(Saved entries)
-- Opening Marker --
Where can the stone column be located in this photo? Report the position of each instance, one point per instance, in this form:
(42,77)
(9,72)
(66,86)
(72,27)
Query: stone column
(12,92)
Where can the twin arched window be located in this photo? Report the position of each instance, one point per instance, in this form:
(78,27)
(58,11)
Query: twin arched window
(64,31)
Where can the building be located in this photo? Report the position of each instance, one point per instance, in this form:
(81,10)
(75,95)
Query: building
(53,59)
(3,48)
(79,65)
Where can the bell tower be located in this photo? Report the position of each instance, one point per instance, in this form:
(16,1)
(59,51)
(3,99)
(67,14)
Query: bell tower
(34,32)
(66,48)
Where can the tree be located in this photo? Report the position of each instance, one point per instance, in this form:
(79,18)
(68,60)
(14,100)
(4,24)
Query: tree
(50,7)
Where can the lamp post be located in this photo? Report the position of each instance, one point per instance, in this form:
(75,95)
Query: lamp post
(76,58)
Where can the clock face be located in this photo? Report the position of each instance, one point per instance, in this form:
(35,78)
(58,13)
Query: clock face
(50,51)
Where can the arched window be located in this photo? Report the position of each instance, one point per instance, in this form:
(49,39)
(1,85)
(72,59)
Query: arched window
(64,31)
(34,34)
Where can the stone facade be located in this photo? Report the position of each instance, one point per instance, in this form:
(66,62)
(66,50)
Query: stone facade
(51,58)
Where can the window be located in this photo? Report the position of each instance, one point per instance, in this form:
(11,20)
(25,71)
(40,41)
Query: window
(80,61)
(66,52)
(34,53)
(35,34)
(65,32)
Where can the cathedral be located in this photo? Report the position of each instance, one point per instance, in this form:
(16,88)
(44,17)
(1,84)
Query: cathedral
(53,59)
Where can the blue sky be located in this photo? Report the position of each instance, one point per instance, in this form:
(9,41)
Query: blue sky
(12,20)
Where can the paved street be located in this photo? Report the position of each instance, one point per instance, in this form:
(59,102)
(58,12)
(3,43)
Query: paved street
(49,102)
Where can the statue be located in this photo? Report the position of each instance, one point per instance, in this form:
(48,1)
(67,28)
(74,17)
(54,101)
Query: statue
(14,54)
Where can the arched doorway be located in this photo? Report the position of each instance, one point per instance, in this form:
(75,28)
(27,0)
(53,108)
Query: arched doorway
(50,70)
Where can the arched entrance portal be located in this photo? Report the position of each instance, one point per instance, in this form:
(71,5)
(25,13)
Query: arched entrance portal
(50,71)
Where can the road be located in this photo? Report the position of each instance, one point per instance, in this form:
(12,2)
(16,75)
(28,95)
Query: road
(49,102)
-- Closing Marker --
• [Problem statement]
Reproduce the preceding records exactly and completely.

• [Reply]
Where can the stone column be located in this photo? Report the position of each instance, one point per instance, in this form:
(42,77)
(9,72)
(66,86)
(72,27)
Query: stone column
(12,92)
Where can the twin arched window be located in this photo? Report the position of each instance, one point per instance, in this form:
(78,27)
(58,11)
Query: twin arched window
(64,31)
Where can the building be located in this photo? Report the position of each instance, one point per instance, in this form:
(81,10)
(75,95)
Query: building
(53,59)
(3,48)
(79,65)
Where can the bell tower be located in this photo? Report the position of each instance, one point per instance, in this form:
(16,1)
(59,51)
(3,99)
(67,14)
Query: bell tower
(34,32)
(66,48)
Where can the tree be located in this photo? Report the position of each instance, one point per instance, in this form:
(79,18)
(68,60)
(14,100)
(4,24)
Query: tree
(50,7)
Where can the lamp post be located in this photo? Report the position of each instance, one point per instance, in this form:
(75,95)
Query: lamp post
(76,58)
Where can the clock face be located in this photo? Report the position of each instance, one point per instance, in this form:
(35,78)
(58,13)
Query: clock face
(50,51)
Where can the arched window be located in this photo? Report the position of each instance, one point per instance, in this form:
(49,39)
(1,85)
(72,59)
Query: arched window
(64,31)
(34,34)
Where can the stone facade be located in this photo? Report the position of each instance, one point per instance, in this form:
(66,62)
(66,50)
Query: stone facade
(51,58)
Where can the window be located in this photo? Report the position of each instance, one point per instance, in this form:
(11,20)
(25,71)
(40,41)
Query: window
(80,61)
(66,52)
(34,53)
(35,34)
(65,32)
Where can the cathedral be located in this photo? Report the position of each instance, one point per instance, in this form:
(16,88)
(44,17)
(1,84)
Query: cathedral
(53,59)
Where can the blue sky be located in this photo? Report the position of each instance, one point per instance, in this form:
(9,41)
Query: blue sky
(12,20)
Where can the paved street be located in this photo? Report the position of each instance, one point per instance, in this form:
(59,102)
(58,12)
(3,43)
Query: paved street
(49,102)
Where can the statue be located in this photo? Report the position of each instance, one point per instance, in this form:
(48,1)
(67,28)
(74,17)
(54,101)
Query: statue
(14,54)
Where can the arched doorway be located in this photo? Report the position of each instance, one point per instance, in this form:
(75,28)
(27,0)
(53,108)
Query: arched doorway
(50,70)
Where can the arched entrance portal be located in this photo? Report the position of each instance, one point per instance, in this form:
(71,5)
(25,13)
Query: arched entrance portal
(50,71)
Where can the road be located in this photo? Report the position of each instance, one point per instance, in this form:
(12,2)
(16,75)
(28,95)
Query: road
(49,102)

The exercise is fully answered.